### [Your assignment]
Look below for the line holding "Target: bush cluster" and the line holding "pixel 234 374.". Transcribe exactly those lines and all lines between them, nothing more.

*** Opening Data ***

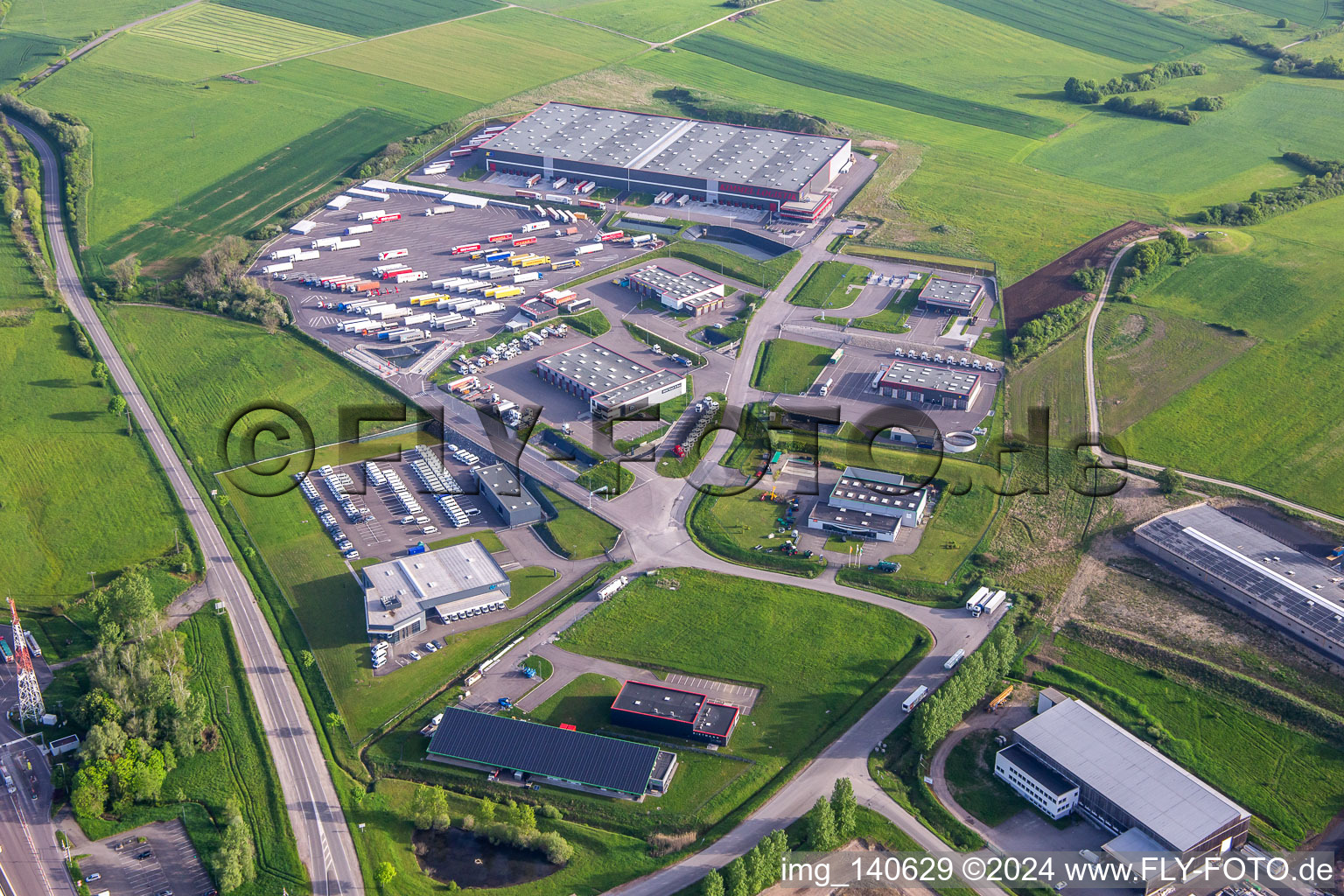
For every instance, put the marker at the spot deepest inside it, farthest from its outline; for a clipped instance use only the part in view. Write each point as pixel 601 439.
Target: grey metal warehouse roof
pixel 542 750
pixel 1040 771
pixel 1254 564
pixel 1097 752
pixel 596 367
pixel 669 145
pixel 927 376
pixel 950 291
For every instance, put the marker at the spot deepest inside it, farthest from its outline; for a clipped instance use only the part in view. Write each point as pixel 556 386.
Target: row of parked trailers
pixel 663 199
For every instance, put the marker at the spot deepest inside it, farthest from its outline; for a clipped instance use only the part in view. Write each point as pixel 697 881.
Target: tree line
pixel 1326 182
pixel 1040 333
pixel 217 283
pixel 1285 62
pixel 74 141
pixel 1088 90
pixel 142 717
pixel 977 675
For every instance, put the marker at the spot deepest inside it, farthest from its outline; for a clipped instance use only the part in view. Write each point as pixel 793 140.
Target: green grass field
pixel 863 87
pixel 206 369
pixel 831 285
pixel 1291 780
pixel 601 858
pixel 577 532
pixel 970 774
pixel 1144 358
pixel 1256 128
pixel 240 770
pixel 431 57
pixel 912 42
pixel 1278 290
pixel 366 17
pixel 1053 382
pixel 22 52
pixel 805 649
pixel 73 20
pixel 790 367
pixel 60 446
pixel 241 32
pixel 1105 27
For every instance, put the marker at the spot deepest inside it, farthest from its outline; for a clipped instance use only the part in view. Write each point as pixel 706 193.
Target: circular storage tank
pixel 960 442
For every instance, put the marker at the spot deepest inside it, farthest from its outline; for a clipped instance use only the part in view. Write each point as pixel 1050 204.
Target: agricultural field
pixel 805 649
pixel 1274 436
pixel 912 43
pixel 1144 358
pixel 223 158
pixel 366 18
pixel 210 25
pixel 431 57
pixel 207 369
pixel 831 285
pixel 814 74
pixel 60 446
pixel 73 20
pixel 240 770
pixel 1103 27
pixel 785 366
pixel 1053 382
pixel 646 19
pixel 1256 128
pixel 1291 780
pixel 23 52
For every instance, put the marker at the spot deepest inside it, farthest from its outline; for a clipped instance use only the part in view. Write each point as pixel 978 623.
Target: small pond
pixel 473 861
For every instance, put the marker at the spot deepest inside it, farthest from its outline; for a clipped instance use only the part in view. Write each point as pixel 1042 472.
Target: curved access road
pixel 315 815
pixel 1095 416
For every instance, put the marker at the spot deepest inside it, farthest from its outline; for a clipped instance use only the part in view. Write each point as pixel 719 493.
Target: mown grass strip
pixel 860 87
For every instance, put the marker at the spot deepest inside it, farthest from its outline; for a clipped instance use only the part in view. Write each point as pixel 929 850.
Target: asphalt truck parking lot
pixel 429 241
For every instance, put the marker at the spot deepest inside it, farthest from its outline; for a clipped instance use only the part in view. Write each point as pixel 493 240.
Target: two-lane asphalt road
pixel 323 836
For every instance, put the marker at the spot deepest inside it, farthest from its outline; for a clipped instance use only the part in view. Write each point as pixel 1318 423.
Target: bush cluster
pixel 1042 332
pixel 1326 182
pixel 978 672
pixel 1088 90
pixel 1285 62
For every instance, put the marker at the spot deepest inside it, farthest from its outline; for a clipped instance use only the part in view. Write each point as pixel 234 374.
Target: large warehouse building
pixel 460 578
pixel 870 504
pixel 1073 758
pixel 780 171
pixel 564 757
pixel 613 384
pixel 669 710
pixel 1293 592
pixel 947 387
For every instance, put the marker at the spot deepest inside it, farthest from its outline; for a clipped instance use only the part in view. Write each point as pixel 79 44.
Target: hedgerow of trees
pixel 977 675
pixel 750 873
pixel 516 826
pixel 1088 278
pixel 1326 182
pixel 1285 62
pixel 1088 90
pixel 138 712
pixel 1040 333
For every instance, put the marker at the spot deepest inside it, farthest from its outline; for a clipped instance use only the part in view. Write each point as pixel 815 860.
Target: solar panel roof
pixel 542 750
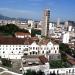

*** Closing Data ***

### [Exercise result]
Target: bush cluster
pixel 1042 332
pixel 1326 182
pixel 978 672
pixel 1088 90
pixel 1285 62
For every instance, put the marker at the spot deepest inside it, farthest from its outline; for a clipped instance use only the part in view. Write each point as pixel 234 374.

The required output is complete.